Migrants, resorting to illegal means to leave Nigeria, combined with financial, legal and political shortcomings are causing significant management problems for the government, says Nigerian researcher Lanre Ikuteyijo.
Ikuteyijo is a PhD candidate hosted by McMaster University’s Department of History, thanks to a grant from the Africa Initiative, a program at The Centre for International Governance Innovation (CIGI). An international scholar who has been featured in top academic publications, his motivation to study irregular and illegal migration — mostly human trafficking and smuggling — is deeply rooted in witnessing the common migration practices among youth in the impoverished suburbs of Lagos State, where he grew up.
High rates of Nigerians leaving the country are a result of scarce employment opportunities, corruption, and widespread poverty. According to Ikuteyijo, the Nigerian Immigration Service has inadequate funding for modern technology and patrolling borders. Political interference has also curbed the effectiveness of the National Agency for the Prohibition of Traffic in Persons and other Related Matters, which is the country’s “focal agency tasked with handling human tracking and child labour cases.” The first of its kind in Africa, it has a mandate to “investigate arrest, prosecute, counsel, and rehabilitate victims of human trafficking [and] it is also tasked with educating the public and liaising with partners to eradicate human trafficking in Nigeria.” However, it has its own shortcomings, including a low rate of prosecuting traffickers due to “difficulties in collecting evidence.”

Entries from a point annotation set

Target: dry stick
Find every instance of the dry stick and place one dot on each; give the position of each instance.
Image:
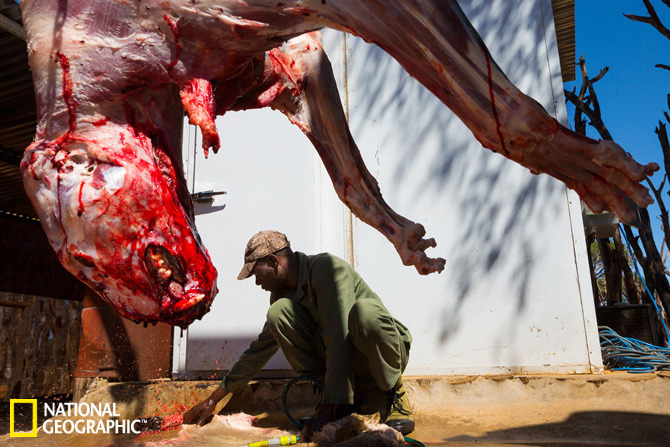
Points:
(628, 278)
(652, 262)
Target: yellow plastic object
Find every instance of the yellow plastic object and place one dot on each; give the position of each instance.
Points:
(284, 440)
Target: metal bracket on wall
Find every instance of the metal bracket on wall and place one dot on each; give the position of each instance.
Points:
(206, 196)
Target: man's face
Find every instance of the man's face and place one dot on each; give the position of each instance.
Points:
(269, 274)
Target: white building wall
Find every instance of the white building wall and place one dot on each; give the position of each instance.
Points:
(515, 294)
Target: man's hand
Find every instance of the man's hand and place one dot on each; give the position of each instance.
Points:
(202, 412)
(327, 413)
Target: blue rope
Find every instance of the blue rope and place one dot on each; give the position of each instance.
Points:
(628, 354)
(651, 297)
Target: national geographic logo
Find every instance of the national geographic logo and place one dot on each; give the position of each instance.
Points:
(67, 418)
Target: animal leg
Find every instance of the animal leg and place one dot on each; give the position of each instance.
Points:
(298, 80)
(434, 41)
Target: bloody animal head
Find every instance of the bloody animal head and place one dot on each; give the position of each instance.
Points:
(120, 217)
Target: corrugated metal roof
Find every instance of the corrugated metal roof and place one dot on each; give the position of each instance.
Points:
(564, 19)
(17, 100)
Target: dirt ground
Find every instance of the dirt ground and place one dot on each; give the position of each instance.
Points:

• **CHALLENGES**
**a.** In the article on Nigerian migration, what does the Nigerian Immigration Service lack adequate funding for?
**b.** Locate each line in the rows that contains the string "rope", and copy those lines.

• **SOLUTIONS PER TASK**
**a.** Modern technology and patrolling borders.

**b.**
Target: blue rope
Find every instance of the blue rope and place one dot on each; give the position of each instance.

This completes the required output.